Instructions for the task: Rewrite every one of the records below with "locate helper" swapped for "point finder", leaving everything else unchanged.

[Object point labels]
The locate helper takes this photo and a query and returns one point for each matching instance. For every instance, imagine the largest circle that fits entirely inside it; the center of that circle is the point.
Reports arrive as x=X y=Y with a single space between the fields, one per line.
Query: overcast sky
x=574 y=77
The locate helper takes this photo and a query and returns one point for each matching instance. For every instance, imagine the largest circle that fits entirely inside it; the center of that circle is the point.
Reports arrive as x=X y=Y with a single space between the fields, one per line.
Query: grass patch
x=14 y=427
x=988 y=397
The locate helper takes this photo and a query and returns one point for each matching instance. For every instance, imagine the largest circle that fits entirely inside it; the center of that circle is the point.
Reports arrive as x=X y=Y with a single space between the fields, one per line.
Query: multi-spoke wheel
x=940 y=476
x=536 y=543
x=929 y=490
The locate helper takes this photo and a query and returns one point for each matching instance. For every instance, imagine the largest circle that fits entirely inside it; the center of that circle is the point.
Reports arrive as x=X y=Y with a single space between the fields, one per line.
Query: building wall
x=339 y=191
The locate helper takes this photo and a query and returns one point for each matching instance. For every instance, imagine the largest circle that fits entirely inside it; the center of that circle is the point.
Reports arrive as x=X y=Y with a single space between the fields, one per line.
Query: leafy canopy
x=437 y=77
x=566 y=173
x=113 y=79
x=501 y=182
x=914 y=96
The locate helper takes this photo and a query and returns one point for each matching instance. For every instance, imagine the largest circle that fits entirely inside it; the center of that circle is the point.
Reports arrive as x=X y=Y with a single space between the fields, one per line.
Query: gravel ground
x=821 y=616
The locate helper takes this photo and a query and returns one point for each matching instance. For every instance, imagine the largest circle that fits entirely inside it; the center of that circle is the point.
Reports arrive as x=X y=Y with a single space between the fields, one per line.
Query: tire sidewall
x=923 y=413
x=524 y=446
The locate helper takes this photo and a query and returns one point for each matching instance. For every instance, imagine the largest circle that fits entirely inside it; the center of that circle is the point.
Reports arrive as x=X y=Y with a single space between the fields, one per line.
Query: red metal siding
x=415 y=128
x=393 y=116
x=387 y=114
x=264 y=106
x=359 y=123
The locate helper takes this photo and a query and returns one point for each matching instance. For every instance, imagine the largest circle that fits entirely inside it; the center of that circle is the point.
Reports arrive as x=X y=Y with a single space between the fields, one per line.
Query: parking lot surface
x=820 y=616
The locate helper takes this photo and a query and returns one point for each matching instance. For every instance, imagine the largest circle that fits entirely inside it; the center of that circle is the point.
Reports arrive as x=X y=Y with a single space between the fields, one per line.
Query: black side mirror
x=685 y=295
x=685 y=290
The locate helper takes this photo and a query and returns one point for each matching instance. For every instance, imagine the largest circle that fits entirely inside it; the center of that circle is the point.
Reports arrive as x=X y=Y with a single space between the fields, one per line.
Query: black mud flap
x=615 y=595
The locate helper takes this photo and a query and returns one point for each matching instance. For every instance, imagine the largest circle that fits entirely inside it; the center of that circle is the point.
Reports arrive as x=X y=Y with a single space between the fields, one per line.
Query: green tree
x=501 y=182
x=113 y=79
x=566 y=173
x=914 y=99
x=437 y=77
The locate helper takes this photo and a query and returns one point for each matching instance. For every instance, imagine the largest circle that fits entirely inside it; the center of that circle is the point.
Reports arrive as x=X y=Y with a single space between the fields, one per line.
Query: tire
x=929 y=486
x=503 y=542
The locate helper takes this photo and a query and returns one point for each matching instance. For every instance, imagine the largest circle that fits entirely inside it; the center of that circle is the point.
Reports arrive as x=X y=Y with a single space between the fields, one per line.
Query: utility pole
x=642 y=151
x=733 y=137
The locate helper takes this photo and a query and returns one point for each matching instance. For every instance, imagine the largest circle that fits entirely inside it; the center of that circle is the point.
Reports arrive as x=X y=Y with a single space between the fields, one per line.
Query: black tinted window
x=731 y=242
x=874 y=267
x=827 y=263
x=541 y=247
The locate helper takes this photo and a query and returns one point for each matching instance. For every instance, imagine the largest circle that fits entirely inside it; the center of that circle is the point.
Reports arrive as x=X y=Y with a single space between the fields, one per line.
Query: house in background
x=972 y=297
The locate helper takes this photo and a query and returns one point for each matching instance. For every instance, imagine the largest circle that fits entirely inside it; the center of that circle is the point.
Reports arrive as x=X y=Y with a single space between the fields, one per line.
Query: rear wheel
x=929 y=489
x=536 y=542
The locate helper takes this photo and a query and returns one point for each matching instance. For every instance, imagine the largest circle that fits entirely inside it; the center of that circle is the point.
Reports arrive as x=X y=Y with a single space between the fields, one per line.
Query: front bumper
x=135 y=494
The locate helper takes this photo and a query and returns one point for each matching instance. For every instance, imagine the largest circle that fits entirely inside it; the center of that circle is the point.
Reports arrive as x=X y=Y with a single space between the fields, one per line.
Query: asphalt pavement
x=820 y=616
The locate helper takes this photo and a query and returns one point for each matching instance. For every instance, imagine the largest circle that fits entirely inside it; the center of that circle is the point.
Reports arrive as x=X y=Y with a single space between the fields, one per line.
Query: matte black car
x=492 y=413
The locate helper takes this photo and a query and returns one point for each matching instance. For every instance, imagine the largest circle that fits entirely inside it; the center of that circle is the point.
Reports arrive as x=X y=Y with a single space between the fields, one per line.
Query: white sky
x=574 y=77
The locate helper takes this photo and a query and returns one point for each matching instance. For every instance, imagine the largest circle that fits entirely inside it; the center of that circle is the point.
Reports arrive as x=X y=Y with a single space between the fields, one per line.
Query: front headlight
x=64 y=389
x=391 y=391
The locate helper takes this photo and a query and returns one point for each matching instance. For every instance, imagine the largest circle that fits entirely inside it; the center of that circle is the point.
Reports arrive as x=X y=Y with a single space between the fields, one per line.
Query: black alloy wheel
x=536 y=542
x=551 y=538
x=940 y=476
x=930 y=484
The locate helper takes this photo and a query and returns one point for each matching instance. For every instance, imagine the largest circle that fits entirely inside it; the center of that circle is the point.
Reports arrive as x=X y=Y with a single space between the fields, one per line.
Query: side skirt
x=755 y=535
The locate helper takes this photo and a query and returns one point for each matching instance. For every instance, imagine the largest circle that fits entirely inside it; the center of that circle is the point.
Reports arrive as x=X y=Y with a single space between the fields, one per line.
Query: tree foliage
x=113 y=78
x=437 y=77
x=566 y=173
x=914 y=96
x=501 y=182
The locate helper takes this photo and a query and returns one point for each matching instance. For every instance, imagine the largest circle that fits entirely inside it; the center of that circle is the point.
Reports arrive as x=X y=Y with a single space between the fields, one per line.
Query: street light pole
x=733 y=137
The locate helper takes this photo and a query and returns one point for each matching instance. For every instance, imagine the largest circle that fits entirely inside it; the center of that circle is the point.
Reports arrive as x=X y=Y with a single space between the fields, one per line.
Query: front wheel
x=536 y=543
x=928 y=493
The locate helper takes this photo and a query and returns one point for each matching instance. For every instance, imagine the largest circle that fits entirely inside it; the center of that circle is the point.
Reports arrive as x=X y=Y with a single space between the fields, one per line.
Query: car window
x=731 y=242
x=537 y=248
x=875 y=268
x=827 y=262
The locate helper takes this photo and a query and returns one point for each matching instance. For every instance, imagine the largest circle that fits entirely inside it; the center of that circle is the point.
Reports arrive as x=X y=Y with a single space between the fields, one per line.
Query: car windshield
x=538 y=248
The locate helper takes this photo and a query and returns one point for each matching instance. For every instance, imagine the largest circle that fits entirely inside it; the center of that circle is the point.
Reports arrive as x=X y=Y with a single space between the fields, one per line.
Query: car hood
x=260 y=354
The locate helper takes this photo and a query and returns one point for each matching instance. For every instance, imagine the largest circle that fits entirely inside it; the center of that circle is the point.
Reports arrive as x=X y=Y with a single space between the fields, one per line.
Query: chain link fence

Expected answer:
The point finder takes this photo and a query and returns one point for each matching instance. For every instance, imagine the largest circle that fits entirely inside it; the center of that circle is the point.
Reports arrive as x=X y=Y with a single space between the fields, one per line.
Query: overcast sky
x=574 y=77
The point finder takes this photo and a query and returns one point for each matching instance. For every instance, imagine the largest circle that fits entirely inside it; the center of that circle is the point.
Reports arrive as x=X y=Y with a single space between the fields, one per line.
Query: grass patch
x=14 y=427
x=988 y=397
The point finder takes this photo and a query and returns one point for each matching instance. For every instance, imagine the largest circle that fits entirely inside it; the center of that circle is the point.
Reports arrive as x=X y=Y with a single space between the fields, one per line.
Query: multi-spoke wheel
x=940 y=476
x=536 y=543
x=929 y=490
The point finder takes this photo and a query and returns one point for each matching instance. For every instance, imagine the largest circle that fits entirely inside it; the center of that circle is the point.
Reports arrive as x=X y=Y with a single space between the fields, one per line.
Query: building wall
x=339 y=191
The point finder takes this photo and a query and returns one point for each matching instance. For every instance, imagine the largest circle that fits entirely inside it; the center of that circle is the point.
Reports arrive as x=X y=Y with a single space between the fields, one per line.
Query: leafy canopy
x=437 y=77
x=566 y=173
x=113 y=79
x=501 y=182
x=914 y=96
The point finder takes this photo and a query and returns one point for each matching instance. For every instance, imagine the largest circle that fits entirely inside it; the center of that circle is the point.
Reports arrive as x=X y=Y with a single space between the fields, one per line.
Query: gravel ground
x=821 y=616
The point finder takes this photo and a query and returns one point for each matching instance. For every instance, imagine the largest circle that fits entirely inside it; the center of that circle is the point.
Reports arrive as x=X y=Y with a single space between the fields, one per line.
Query: tire sidewall
x=923 y=413
x=524 y=446
The point finder takes this photo and a query and returns one point for each matching instance. For every instance, imagine the largest circle that fits entirely inside it; the center of that circle is the point.
Reports arrive as x=X y=Y with a single space between the fields, one per line.
Query: red metal siding
x=415 y=128
x=393 y=116
x=387 y=114
x=264 y=106
x=359 y=123
The point finder takes this photo and a query and returns one point for each matching instance. For every instance, imagine the largest circle that fits entirely inside it; the center of that circle is the point.
Reports arrive as x=X y=Y with a single space between the fields, one per line.
Query: parking lot surface
x=820 y=616
The point finder takes this photo and a query and returns one point for each matching instance. For every instance, imagine the largest circle that fits entirely inside it; the center of that circle is the point.
Reports arrive as x=X y=Y with a single space between the fields, one per line.
Query: black side mirror
x=685 y=295
x=685 y=290
The point finder takes this photo and a query and returns one point for each matching instance. For every instance, imagine the largest circle that fits entirely inside it; the center of that circle is the point.
Reports arrive as x=X y=Y with a single space between the fields, one per line.
Query: black mud flap
x=615 y=595
The point finder takes this photo and a query and returns one point for each matching instance. For every instance, imagine the largest circle that fits entirely inside it; the center of that circle is the point.
Reports arrive as x=X y=Y with a single space between the fields, one per line.
Query: green tree
x=501 y=182
x=113 y=79
x=566 y=173
x=914 y=99
x=437 y=77
The point finder takes this photo and a query and returns one point for each matching instance. For every instance, imagine the largest circle that fits entirely inside it; the center of that circle is the point.
Reports arrive as x=X y=Y with a single space between the fields, one per line.
Query: tire
x=929 y=486
x=503 y=542
The point finder takes this photo and a query and returns one point for each matching instance. For every instance, imagine the largest circle that fits entirely inside it; the center of that circle is the point.
Reports arrive as x=X y=Y with a single space between the fields, one per line.
Query: utility pole
x=642 y=151
x=733 y=137
The point finder takes this photo and a query and returns one point for each matching instance. For every instance, imagine the largest circle that fits entirely inside it; the center of that circle is the point.
Reports arrive as x=X y=Y with a single space between the fields, one per line.
Query: black tinted window
x=731 y=242
x=874 y=267
x=827 y=263
x=541 y=247
The point finder takes this photo and a query and returns one point for each matching instance. For every instance, imagine the largest circle that fits entirely inside it; the center of that circle is the point.
Reports arrive as x=X y=Y with a single space between the fields, one per line.
Query: house in background
x=972 y=297
The point finder takes this photo and a query and returns one point for each matching instance. For every instance, imagine the largest circle that fits entirely inside it; the center of that circle is the point.
Reports arrive as x=X y=Y with a single space between the fields, one per line.
Query: rear wheel
x=929 y=489
x=536 y=542
The point finder takes this photo and a query and returns one point for each matching instance. For every instance, imagine the largest circle that fits entirely inside it; the center of that circle is the point.
Reports arrive as x=X y=Y with a single space between the fields, one per line.
Query: front bumper
x=135 y=494
The point finder takes this photo and a query and returns one point for each matching instance. For every instance, imagine the largest circle that fits entirely inside it; the center of that circle is the point.
Reports arrive as x=X y=Y with a single space between the fields, one per line.
Query: asphalt pavement
x=820 y=616
The point finder takes this photo and a query and returns one point for each matching instance. For every instance, imagine the largest circle that fits entirely inside it; the center of that circle is the point.
Reports arrive as x=X y=Y with a single space between the fields, one per line.
Query: matte black car
x=492 y=413
The point finder takes this photo and a query and returns one point for each matching instance. For every instance, imagine the largest circle that fits entirely inside it; the center of that circle is the point.
Reports arrive as x=X y=Y with a single space between the fields, one per line.
Query: white sky
x=574 y=77
The point finder takes this photo and a query and returns one point for each matching instance. For every instance, imagine the largest circle that fits entirely inside it; the center of that circle is the point.
Reports arrive as x=X y=Y with a single space between the fields, one per line.
Query: front headlight
x=64 y=389
x=391 y=391
The point finder takes this photo and a query and returns one point for each matching instance. For every instance, imagine the largest circle that fits entirely inside it; the center of that circle is the point.
Reports arrive as x=X y=Y with a single space between the fields, one per line.
Query: black alloy wheel
x=536 y=542
x=551 y=538
x=940 y=476
x=930 y=484
The point finder takes this photo and a query and returns one point for each matching instance. For every instance, imagine the largest circle that fits entirely inside it; the center of that circle is the point.
Reports arrive as x=X y=Y with a single space between the fields, one per line.
Query: side skirt
x=755 y=535
The point finder takes this photo and a query and returns one point for each matching instance. For every instance, imagine the largest circle that fits entirely inside it; the center of that circle is the point.
Reports arrive as x=X y=Y with a single space between the fields, one per line.
Query: tree foliage
x=113 y=78
x=437 y=77
x=566 y=173
x=914 y=96
x=501 y=182
The point finder takes this photo and a query and returns one point for each matching instance. For every instance, imagine the largest circle that fits entirely inside it; the center of that circle is the point.
Reports arrive as x=X y=Y with a single space between the fields, one per line.
Query: street light pole
x=733 y=137
The point finder takes this photo and a query and returns one point for each matching instance. For every instance, imagine the largest circle that fits entirely inside it; the center of that circle is the point.
Reports arrive as x=X y=Y with a single space between the fields, one per line.
Query: front wheel
x=536 y=543
x=928 y=493
The point finder takes this photo and a query and returns one point for each matching instance. For every instance, imagine the largest circle that fits entirely inside it; the center of that circle is the point.
Reports arrive as x=X y=Y with a single space between the fields, one per line.
Query: car window
x=731 y=242
x=537 y=248
x=875 y=268
x=827 y=262
The point finder takes this photo and a query and returns one point for each matching instance. For every instance, imagine the largest circle that fits entirely inside it; the center of that circle is the point.
Reports arrive as x=X y=Y with a single space between the fields, one per line.
Query: car windshield
x=538 y=248
The point finder takes this photo and a query and returns one point for each matching instance. For every instance, imagine the largest circle that fits entirely inside it; the center of that circle is the point.
Reports arrive as x=X y=Y with a single space between the fields, one per line.
Query: car hood
x=260 y=354
The point finder takes this photo and a query and returns one point for each matching instance. For every instance, imagine the largest circle that fits entirely inside it; the center of that circle is the point.
Reports arrive as x=X y=Y with a single space between the fields, one per line.
Query: chain link fence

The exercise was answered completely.